Action item
Lines below that include the word "shed" should each be copied.

===== Dataset records

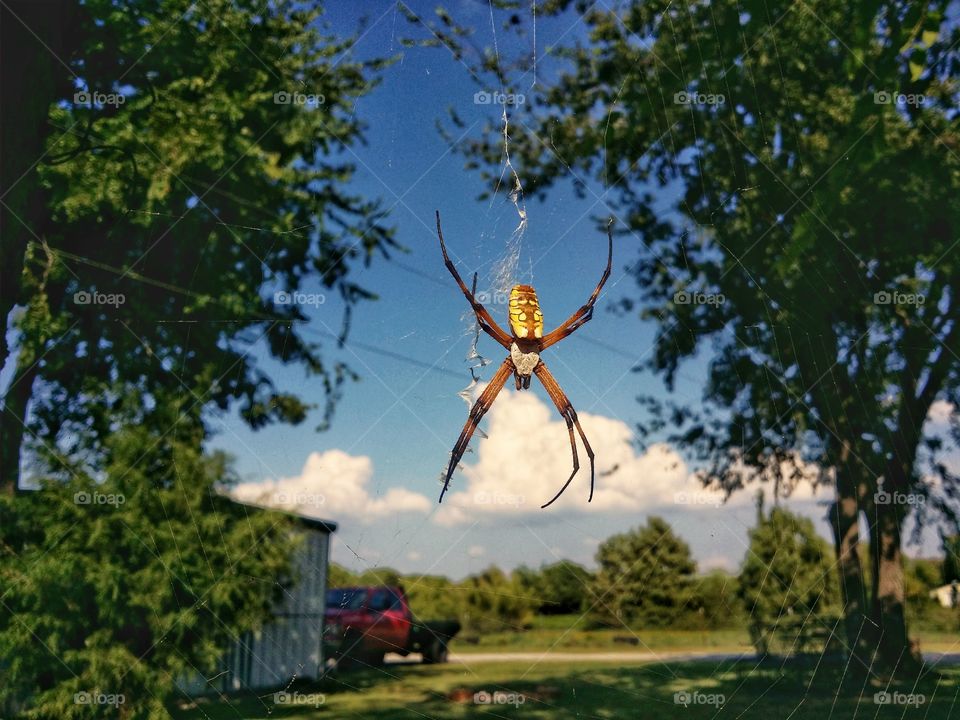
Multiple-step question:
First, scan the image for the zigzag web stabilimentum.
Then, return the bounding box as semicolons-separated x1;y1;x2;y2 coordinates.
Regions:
438;0;535;490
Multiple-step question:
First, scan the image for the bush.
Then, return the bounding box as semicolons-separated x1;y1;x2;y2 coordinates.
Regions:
676;571;746;630
590;517;697;628
458;566;535;633
738;506;838;655
0;437;294;719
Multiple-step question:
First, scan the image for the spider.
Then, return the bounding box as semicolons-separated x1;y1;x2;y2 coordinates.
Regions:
435;210;613;509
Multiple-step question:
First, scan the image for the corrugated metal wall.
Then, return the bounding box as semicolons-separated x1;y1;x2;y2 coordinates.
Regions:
178;526;331;695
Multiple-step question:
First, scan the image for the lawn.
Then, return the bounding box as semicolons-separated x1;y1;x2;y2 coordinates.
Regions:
173;657;960;719
452;614;959;655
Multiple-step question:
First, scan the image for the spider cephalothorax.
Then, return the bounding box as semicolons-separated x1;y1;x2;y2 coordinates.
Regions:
435;210;613;508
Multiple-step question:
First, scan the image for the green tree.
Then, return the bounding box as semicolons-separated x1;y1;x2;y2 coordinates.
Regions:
403;575;463;622
428;0;960;674
1;1;393;715
683;570;744;630
328;562;358;589
739;504;838;655
538;561;593;615
944;535;960;585
0;430;296;718
357;567;403;587
1;0;394;492
459;565;535;633
512;561;592;615
591;516;696;628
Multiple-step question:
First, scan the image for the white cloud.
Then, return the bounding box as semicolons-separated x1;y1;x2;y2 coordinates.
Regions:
700;554;737;572
927;400;955;425
434;387;729;525
231;449;431;523
467;545;485;558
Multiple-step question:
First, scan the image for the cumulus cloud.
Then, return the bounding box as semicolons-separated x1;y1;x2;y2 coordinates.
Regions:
927;400;956;425
434;387;729;525
231;449;431;523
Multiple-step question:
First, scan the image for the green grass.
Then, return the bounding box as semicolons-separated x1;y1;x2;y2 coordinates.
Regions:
173;658;960;719
453;615;959;655
456;625;751;653
455;615;753;654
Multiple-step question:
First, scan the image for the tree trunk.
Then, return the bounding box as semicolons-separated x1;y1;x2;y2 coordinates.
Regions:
0;360;37;492
0;0;75;494
868;494;919;674
829;489;867;657
868;438;923;675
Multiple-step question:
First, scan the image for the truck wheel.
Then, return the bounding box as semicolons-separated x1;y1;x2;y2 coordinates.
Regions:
366;650;385;667
338;631;376;671
422;638;449;664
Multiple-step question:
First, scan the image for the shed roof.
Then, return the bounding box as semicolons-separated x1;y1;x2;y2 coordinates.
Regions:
230;499;338;533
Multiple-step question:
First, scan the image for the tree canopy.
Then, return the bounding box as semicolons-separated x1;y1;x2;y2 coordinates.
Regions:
592;516;697;627
2;0;396;492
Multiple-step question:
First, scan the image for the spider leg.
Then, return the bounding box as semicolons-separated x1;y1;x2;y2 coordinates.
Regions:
534;361;595;508
539;222;613;350
439;356;514;502
436;211;513;350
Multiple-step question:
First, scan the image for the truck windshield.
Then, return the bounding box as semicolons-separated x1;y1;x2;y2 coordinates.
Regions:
326;588;367;610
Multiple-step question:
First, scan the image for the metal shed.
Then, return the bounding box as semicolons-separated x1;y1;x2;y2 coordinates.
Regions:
179;504;337;694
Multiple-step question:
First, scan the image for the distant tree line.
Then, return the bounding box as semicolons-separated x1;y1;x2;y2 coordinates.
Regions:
331;511;959;644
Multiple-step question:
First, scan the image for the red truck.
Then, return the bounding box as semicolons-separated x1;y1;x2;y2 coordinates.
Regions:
323;586;461;667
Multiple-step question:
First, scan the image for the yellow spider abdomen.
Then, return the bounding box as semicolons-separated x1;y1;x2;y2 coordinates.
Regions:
509;285;543;339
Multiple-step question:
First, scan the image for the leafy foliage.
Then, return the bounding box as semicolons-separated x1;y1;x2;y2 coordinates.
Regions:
944;535;960;584
403;575;464;624
328;562;360;589
457;566;535;633
8;0;396;487
739;505;838;654
591;516;696;628
515;561;594;615
0;432;296;719
680;570;745;630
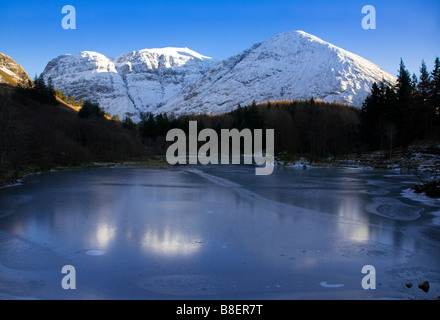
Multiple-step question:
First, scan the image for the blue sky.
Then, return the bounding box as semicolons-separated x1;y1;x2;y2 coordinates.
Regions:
1;0;439;78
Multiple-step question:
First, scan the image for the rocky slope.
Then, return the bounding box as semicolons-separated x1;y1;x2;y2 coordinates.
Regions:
0;53;32;87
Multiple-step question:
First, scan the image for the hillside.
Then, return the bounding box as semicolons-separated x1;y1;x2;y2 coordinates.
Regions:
0;53;32;87
0;84;146;186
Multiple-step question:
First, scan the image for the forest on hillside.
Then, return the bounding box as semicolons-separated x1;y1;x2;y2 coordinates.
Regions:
1;57;439;186
129;99;360;160
0;81;145;185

==========

Response
First, scan the image for the shed roof.
First, scan the image for the metal shed.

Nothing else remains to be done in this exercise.